- **REQUIRED TASK**: Retype every entry below without changing a single character.

- **Bounding-box records**:
===============

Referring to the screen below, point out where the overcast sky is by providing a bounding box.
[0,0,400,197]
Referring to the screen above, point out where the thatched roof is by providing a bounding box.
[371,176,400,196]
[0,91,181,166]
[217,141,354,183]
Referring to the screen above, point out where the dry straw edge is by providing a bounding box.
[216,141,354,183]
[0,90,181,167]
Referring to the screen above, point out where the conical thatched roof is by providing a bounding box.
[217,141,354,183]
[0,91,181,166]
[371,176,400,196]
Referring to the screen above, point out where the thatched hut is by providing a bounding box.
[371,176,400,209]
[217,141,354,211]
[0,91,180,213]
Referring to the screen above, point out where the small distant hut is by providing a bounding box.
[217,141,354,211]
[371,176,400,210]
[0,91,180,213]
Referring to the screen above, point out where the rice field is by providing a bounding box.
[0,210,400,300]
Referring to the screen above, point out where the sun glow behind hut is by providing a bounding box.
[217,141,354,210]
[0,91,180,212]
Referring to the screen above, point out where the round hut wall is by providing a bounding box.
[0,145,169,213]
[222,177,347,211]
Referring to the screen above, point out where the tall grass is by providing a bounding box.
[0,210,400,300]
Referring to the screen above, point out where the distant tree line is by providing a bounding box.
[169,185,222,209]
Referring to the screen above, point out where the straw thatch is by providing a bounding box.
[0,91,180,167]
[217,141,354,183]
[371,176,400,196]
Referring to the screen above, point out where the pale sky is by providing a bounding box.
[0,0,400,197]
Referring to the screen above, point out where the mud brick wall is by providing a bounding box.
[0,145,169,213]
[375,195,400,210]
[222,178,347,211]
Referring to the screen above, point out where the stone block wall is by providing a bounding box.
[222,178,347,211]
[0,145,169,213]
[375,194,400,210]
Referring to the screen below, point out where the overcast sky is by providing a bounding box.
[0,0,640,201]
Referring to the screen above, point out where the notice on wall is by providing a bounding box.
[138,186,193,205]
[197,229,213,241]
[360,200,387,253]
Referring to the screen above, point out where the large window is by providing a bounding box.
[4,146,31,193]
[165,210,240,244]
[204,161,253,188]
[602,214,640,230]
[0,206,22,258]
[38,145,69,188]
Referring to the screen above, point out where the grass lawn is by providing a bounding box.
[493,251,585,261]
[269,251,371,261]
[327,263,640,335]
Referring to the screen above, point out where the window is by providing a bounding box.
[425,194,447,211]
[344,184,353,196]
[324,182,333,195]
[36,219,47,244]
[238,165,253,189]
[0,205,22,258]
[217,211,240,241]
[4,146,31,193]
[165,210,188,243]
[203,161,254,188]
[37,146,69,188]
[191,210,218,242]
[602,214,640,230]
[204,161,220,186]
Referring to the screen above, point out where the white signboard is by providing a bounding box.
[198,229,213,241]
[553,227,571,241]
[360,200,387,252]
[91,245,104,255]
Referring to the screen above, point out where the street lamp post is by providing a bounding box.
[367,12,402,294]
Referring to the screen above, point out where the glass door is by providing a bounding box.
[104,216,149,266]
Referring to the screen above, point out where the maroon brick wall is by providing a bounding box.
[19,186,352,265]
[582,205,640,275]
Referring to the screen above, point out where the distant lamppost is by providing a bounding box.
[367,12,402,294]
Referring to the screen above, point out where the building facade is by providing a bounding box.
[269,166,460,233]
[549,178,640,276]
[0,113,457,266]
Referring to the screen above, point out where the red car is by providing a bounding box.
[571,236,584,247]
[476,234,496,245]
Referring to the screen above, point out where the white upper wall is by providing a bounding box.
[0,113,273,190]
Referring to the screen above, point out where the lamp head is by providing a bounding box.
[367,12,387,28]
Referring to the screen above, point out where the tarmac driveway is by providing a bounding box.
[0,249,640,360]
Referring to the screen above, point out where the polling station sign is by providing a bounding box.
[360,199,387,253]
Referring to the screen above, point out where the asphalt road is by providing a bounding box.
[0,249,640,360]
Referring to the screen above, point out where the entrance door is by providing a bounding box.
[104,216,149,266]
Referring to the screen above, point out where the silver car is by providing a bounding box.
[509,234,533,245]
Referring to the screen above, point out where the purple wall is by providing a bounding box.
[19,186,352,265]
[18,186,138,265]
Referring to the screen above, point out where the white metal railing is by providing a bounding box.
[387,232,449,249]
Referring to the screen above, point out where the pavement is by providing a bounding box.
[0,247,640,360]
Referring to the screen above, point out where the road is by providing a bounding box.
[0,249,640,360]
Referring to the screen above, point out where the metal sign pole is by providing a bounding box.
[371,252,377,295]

===============

- **EXERCISE OUTPUT**:
Referring to the screen below, point out where the overcast sky is by providing a bounding box.
[0,0,400,197]
Referring to the screen above, point out where the thatched roof is by providing a bounding box.
[371,176,400,196]
[0,91,181,166]
[217,141,354,183]
Referring to the screen above, point out where the dry straw edge is by providing a bounding box.
[216,141,354,183]
[0,90,181,167]
Referring to the screen above, point out where the conical thatched roof is by providing a bounding box.
[217,141,354,183]
[0,91,181,166]
[371,176,400,196]
Referring to the screen above, point out where the thatched hut is by providing a bounding box.
[371,176,400,209]
[217,141,354,211]
[0,91,180,213]
Referring to the screen above, point out where the small distant hut is by providing a bounding box.
[217,141,354,211]
[371,176,400,210]
[0,91,180,213]
Referring to the screen above, point out where the rice field is by providing a bounding box.
[0,210,400,300]
Referring to the screen above, point out where the sun glow behind hut is by providing a bounding box.
[217,141,354,210]
[0,91,180,212]
Referring to the screen above, point out where the round hut wall is by providing a bounding box.
[0,145,169,213]
[222,177,347,211]
Referring to the screen above, point out where the tall grass is by providing a bounding box.
[0,210,400,300]
Referring to the screen above, point out where the distant tree line is by providing a bounding box.
[169,185,222,209]
Referring to the screen above, point out where the straw thatch is by providing a bounding box.
[0,91,180,167]
[217,141,354,183]
[371,176,400,196]
Referring to the screen above, point out where the pale sky is by providing a bounding box.
[0,0,400,197]
Referring to the screen above, point out where the mud brick wall is by providing a bounding box.
[0,145,169,213]
[375,195,400,210]
[222,178,347,211]
Referring to the screen above, point out where the stone block wall is by providing a bounding box.
[222,178,347,211]
[0,145,169,213]
[375,194,400,210]
Referring to the screen below, point out where the overcast sky is by providing a bounding box.
[0,0,640,201]
Referring to the screen above, point out where the notice on wall is by providing a bounding box.
[138,186,193,205]
[197,229,213,241]
[360,200,387,253]
Referring to the screen above, point out where the large window is by providing a bounding box.
[4,146,31,193]
[165,210,240,244]
[204,161,253,188]
[602,214,640,230]
[0,206,22,258]
[38,145,69,188]
Referring to the screen above, point out where the grass lawn is by providing a bounding box.
[493,251,585,261]
[269,251,371,261]
[327,263,640,335]
Referring to the screen above, point out where the window is by providing a bounding box.
[425,194,447,211]
[344,184,353,196]
[324,182,333,195]
[36,219,47,244]
[238,165,253,189]
[0,205,22,258]
[217,211,240,241]
[4,146,31,193]
[165,210,188,243]
[203,161,254,188]
[37,146,69,188]
[191,210,218,242]
[602,214,640,230]
[204,161,220,186]
Referring to the screen above, point out where the white signboard is by providing a bounding box.
[198,229,213,241]
[553,227,571,241]
[360,200,387,252]
[91,245,104,255]
Referring to the screen above, point out where the street lamp post is by providing a bounding box.
[367,12,402,294]
Referring to the screen above, point out where the glass door is by providing a bounding box.
[104,216,149,266]
Referring to the screen above, point out where the maroon brick wall is by providing a bounding box.
[19,186,352,265]
[582,205,640,275]
Referring to the screen above, point out where the distant lamppost is by providing a bounding box.
[367,12,402,294]
Referring to the screen above, point out where the building facade is by providing a bounding box.
[269,166,460,233]
[549,178,640,276]
[0,113,457,266]
Referring to the screen above, point out where the red car is by providing a bounding box.
[571,236,584,247]
[476,234,496,245]
Referring to the screen above, point out where the white upper wall is by providing a bounding box.
[0,113,273,190]
Referring to the screen above, point out where the lamp head is by providing a bounding box.
[367,12,387,28]
Referring to the screen above, point out where the tarmac driveway is by providing a bounding box.
[0,249,640,360]
Referring to the screen above, point out where the polling station sign is by providing a bounding box.
[360,199,387,253]
Referring to the screen above, point out where the asphalt road is by providing a bounding box.
[0,249,640,360]
Referring to the screen above, point out where the entrance door is by providing a bounding box.
[104,216,149,266]
Referring to the screen above, point out where the silver car is by providing a bounding box.
[509,234,533,245]
Referring to the screen above, point out where the purple wall is by providing a bounding box.
[19,186,352,265]
[18,186,138,265]
Referring to the screen above, point out where the white metal railing is by providing a bounding box.
[387,232,449,249]
Referring to the screen above, point out where the pavement is by providing a bounding box.
[0,247,640,360]
Referring to the screen above, point out where the road is by providing a bounding box.
[0,249,640,360]
Referring to the screen above, point out where the metal sign pole is by providing a bounding box.
[371,252,377,295]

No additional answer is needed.